_PROBLEM STATEMENT_
Reproduce exactly, from the data that follows, the line with "Find every instance of the aircraft nose", the line with "Find every instance of the sky", and every line that lies between them.

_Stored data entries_
================

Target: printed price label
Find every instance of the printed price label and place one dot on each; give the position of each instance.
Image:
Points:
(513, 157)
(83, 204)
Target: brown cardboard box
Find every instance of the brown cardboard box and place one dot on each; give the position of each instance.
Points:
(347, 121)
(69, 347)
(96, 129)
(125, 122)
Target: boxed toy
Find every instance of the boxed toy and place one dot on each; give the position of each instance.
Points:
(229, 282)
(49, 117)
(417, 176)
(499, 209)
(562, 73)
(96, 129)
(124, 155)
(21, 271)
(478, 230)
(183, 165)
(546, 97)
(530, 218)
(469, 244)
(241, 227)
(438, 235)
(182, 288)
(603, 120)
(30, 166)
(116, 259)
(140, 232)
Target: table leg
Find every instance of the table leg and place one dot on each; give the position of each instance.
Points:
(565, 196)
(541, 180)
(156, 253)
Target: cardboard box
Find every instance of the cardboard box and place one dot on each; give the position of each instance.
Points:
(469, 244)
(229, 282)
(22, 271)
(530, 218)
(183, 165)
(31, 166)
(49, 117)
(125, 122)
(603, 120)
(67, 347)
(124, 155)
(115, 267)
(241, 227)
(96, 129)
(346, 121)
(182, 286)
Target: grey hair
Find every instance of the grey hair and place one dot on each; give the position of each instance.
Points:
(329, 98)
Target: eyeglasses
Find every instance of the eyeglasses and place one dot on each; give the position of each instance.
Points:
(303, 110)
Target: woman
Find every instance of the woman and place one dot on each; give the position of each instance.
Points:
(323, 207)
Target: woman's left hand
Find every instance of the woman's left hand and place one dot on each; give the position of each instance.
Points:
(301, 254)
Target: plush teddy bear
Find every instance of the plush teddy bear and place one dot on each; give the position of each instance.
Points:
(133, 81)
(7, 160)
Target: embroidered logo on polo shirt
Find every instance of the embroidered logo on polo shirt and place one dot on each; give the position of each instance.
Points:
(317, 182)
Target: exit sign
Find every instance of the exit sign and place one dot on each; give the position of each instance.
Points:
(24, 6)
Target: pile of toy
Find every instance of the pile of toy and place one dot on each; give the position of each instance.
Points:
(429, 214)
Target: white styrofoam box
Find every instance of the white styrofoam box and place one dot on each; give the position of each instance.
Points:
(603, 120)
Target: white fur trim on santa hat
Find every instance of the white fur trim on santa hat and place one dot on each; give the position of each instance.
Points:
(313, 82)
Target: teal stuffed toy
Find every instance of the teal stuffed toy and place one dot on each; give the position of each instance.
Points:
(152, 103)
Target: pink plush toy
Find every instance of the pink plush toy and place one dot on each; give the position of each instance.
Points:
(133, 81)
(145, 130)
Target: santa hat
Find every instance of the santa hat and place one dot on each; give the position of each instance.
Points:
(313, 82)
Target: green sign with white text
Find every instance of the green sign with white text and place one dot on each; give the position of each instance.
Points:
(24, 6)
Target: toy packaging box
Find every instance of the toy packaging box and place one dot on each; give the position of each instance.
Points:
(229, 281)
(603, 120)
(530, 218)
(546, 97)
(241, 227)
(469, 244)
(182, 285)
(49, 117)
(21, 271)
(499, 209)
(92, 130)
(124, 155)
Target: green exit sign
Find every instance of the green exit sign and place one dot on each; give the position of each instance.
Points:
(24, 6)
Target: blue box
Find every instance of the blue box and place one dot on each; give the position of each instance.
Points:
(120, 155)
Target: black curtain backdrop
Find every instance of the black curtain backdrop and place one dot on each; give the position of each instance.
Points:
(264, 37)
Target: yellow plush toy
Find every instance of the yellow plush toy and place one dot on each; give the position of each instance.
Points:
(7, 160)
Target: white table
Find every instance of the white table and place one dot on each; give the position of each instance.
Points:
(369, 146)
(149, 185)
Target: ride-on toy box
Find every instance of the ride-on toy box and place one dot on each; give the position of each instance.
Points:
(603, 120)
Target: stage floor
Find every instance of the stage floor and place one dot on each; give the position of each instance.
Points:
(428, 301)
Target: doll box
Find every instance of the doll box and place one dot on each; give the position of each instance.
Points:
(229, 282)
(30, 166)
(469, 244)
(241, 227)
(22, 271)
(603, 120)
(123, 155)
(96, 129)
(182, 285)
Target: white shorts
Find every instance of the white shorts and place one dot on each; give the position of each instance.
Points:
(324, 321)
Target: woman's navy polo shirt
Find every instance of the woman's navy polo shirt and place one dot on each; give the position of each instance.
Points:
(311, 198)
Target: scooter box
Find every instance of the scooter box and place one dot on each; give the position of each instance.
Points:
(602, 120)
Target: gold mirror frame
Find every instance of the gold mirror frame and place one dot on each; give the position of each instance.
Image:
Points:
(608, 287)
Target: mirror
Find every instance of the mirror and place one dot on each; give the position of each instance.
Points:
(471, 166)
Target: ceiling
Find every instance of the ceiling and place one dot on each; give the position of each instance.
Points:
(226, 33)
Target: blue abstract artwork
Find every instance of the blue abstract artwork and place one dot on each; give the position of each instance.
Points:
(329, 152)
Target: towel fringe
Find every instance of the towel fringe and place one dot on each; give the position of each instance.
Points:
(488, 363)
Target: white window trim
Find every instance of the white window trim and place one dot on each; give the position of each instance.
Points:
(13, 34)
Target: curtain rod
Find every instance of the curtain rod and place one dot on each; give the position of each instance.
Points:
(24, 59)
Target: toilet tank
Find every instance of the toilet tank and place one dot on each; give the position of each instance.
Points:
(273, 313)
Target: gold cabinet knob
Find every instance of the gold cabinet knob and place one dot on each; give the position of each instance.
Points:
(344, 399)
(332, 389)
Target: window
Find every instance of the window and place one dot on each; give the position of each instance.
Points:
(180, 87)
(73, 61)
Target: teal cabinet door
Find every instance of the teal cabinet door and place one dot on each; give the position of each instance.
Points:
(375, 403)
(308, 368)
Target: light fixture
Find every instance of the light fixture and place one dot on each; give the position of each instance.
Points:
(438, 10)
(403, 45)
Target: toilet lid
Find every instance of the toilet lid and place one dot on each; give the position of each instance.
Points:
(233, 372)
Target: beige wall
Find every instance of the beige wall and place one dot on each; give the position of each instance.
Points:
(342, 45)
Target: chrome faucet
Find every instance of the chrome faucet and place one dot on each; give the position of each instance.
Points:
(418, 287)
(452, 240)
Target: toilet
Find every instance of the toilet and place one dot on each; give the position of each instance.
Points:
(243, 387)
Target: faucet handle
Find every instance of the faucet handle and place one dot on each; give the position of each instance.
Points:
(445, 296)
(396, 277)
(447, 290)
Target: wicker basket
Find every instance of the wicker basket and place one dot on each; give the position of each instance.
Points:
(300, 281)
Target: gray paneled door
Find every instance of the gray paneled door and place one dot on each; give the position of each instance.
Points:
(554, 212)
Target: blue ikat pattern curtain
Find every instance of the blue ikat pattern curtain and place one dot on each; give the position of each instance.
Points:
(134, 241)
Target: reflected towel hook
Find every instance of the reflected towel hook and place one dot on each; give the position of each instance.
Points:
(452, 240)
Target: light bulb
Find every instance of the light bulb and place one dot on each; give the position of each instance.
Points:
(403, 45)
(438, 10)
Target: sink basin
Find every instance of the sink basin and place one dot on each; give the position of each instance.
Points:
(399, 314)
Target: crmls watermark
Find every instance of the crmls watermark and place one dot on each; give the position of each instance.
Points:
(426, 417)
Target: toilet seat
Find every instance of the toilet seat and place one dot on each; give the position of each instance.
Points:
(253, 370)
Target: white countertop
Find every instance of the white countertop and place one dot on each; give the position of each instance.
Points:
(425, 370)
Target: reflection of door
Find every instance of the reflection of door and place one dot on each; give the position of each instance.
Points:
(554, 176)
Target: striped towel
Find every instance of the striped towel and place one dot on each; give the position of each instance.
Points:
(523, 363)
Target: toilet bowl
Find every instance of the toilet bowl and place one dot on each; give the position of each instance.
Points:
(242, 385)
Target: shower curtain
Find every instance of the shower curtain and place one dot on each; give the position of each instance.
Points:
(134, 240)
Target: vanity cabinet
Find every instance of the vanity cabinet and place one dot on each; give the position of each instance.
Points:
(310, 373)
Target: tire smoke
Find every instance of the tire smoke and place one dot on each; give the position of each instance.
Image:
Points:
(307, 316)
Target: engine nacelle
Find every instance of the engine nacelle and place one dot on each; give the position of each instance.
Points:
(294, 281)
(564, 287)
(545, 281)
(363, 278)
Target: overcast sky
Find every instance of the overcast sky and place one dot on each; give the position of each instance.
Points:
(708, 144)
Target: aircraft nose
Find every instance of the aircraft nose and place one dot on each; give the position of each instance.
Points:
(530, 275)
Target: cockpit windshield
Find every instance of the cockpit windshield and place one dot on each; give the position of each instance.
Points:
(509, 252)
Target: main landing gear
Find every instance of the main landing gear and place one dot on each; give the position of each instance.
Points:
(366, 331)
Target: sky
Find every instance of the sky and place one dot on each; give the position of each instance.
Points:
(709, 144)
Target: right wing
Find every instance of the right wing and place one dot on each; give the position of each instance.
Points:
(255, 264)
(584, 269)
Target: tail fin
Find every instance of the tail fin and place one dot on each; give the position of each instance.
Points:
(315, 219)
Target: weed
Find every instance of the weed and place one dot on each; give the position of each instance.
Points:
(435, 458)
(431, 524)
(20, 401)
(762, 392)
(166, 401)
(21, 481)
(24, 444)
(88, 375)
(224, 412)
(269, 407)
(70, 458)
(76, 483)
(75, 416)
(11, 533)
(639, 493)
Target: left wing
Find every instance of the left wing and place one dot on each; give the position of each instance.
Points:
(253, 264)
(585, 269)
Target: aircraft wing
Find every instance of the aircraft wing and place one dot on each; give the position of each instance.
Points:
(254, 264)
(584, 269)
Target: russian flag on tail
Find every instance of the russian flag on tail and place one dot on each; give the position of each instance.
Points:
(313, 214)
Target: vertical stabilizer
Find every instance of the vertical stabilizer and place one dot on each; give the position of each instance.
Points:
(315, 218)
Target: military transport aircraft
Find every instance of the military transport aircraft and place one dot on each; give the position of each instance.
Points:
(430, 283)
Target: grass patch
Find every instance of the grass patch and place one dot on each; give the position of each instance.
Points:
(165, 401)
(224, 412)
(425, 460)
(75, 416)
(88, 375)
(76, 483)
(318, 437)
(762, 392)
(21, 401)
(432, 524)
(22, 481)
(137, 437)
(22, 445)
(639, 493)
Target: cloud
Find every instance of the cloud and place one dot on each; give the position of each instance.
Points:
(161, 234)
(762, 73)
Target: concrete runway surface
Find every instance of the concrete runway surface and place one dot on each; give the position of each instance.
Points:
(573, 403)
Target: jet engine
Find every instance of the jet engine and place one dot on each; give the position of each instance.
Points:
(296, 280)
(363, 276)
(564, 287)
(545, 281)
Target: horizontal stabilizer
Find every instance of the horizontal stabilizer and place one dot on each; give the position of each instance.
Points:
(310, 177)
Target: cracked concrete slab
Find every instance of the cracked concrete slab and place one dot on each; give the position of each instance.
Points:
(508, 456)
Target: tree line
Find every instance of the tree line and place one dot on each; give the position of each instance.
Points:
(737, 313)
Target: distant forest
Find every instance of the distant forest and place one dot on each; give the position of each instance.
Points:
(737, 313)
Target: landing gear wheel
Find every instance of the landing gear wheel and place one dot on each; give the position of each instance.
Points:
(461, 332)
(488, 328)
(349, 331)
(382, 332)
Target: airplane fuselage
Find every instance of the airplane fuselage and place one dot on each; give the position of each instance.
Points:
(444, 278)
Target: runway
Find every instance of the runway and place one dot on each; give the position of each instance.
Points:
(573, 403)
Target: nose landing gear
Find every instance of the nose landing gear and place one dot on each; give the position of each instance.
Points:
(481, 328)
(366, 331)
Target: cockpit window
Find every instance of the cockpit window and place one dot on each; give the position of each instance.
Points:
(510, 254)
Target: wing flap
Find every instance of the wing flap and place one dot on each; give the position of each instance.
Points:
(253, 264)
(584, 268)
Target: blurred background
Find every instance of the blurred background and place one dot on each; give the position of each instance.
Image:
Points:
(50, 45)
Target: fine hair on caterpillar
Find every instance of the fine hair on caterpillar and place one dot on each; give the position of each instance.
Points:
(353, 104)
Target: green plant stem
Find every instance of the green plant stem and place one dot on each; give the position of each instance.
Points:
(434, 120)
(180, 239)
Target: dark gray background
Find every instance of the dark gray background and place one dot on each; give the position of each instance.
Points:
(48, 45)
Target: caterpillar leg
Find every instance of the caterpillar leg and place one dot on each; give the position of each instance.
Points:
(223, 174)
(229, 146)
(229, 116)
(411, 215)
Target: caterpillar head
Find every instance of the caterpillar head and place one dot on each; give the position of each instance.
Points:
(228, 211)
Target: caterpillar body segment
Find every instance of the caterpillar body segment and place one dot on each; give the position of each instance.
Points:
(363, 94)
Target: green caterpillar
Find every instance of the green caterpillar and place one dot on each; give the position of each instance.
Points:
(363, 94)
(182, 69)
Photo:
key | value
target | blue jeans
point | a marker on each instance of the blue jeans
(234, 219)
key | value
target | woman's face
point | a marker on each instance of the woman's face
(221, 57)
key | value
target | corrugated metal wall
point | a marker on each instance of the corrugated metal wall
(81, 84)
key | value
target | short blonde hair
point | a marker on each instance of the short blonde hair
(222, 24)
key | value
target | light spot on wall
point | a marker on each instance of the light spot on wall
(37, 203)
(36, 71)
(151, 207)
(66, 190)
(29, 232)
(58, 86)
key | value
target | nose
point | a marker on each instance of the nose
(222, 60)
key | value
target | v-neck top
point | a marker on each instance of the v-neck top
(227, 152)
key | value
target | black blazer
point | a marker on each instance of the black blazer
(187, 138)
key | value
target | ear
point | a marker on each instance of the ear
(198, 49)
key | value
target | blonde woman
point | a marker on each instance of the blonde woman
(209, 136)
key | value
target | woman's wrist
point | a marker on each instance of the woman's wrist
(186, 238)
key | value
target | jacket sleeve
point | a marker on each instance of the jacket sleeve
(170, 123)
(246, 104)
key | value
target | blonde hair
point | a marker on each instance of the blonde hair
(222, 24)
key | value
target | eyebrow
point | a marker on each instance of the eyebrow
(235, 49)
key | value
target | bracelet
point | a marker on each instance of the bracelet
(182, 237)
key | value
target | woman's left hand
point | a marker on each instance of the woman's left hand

================

_TASK OUTPUT_
Find every instance of the aircraft nose and place one dot on each; give the position of each instance.
Points:
(530, 275)
Target: cockpit windshield
Find every instance of the cockpit windshield and place one dot on each; give the position of each instance.
Points:
(509, 252)
Target: main landing gear
Find every instance of the main landing gear and place one dot on each; give the position of each instance.
Points:
(366, 331)
Target: sky
Find every instance of the sky and place one dot on each; give the position of each instance.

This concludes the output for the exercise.